- Document passage:

>> START

This project can be found on GitHub here.
- GitHub for:
Continuous-Integration/Continuous-Deployment (CI/CD)- HTTP API Replication
- Important Project Documents
- Microsoft Entra ID with:
- Azure Default Directory application for
Service Principal
- Azure Default Directory application for
- Azure Key Vault for:
Service Principal- Storing other secrets, passwords and credentials
- Azure SQL Database with Azure SQL Server
- Microsoft SQL Server with:
- Microsoft SQL Server Management Studio
- Microsoft SQL Server Configuration Manager
- ANSI SQL
- DBeaver for the
ER Diagram - Microsoft Integration Runtime
- Windows Firewall
- Azure Data Lake Gen2 Storage Account
- Azure Data Factory
- Azure Databricks with
- PySpark
- Delta Tables
- Azure Synapse Analytics with
Serverless Database Pool- Transact-SQL
This is what the project schematics look like:
This project uses GitHub for Continuous-Integration/Continuous-Deployment (CI/CD) throughout its course. For each major development change, a new dev branch was created, and for final testing, a separate qa branch was used with its own environment setup.

>> END

- Given data:
>> START

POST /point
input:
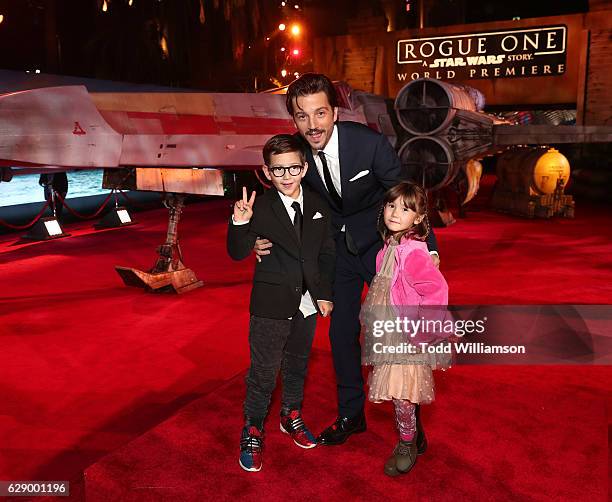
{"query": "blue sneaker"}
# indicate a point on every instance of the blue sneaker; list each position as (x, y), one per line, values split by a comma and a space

>> END

- Aim:
Extend the write-up on the Azure data engineering project, which stands above the listing, picking up right after its final sentence.

- Result of this task:
For security, Service Principal was used with the combination of Microsoft Entra ID with Azure Default Directory App and Azure Key Vault was used. Azure Key Vault was also used to store other important secrets, passwords and credentials.
Dynamic links, triggers, datasets, data flows and other pipeline activities were used wherever permissible to avoid hard coding. They were tested thoroughly with the required credentials.
The project involves data ingestion from multiple sources:
- HTTP API with JSON softline product data
- Azure SQL Database
- On-Premise Microsoft SQL Server
Note
GitHub HTTP API Replication
To replicate the HTTP API, I created and uploaded the JSON documents to GitHub, which can be found here. I used their direct raw HTTP links to pull data.
The direct links to the JSON files are here:
The raw data from the various sources is then stored in the "raw" container of the Azure Data Lake Storage Gen2 Account using Azure Data Factory pipeline.
Lookup, Foreach and Switch activities are used to automate the dynamic pipeline for each dataset and data source.
Note
Lookup JSON Document
A JSON document (lookup.json) was created and uploaded to the "metadata" container of the Storage Account with all the datasets and their respective sources. A sample of this document can be found here.
The JSON raw data are stored first as it is using the Copy data activity, and then as CSV using the Data flow to ensure that the nested objects and arrays are saved properly under their respective CSV headers.
Copy data activity is also used for the raw data ingestion from the Azure SQL Database* and Microsoft SQL Server as parquet formats.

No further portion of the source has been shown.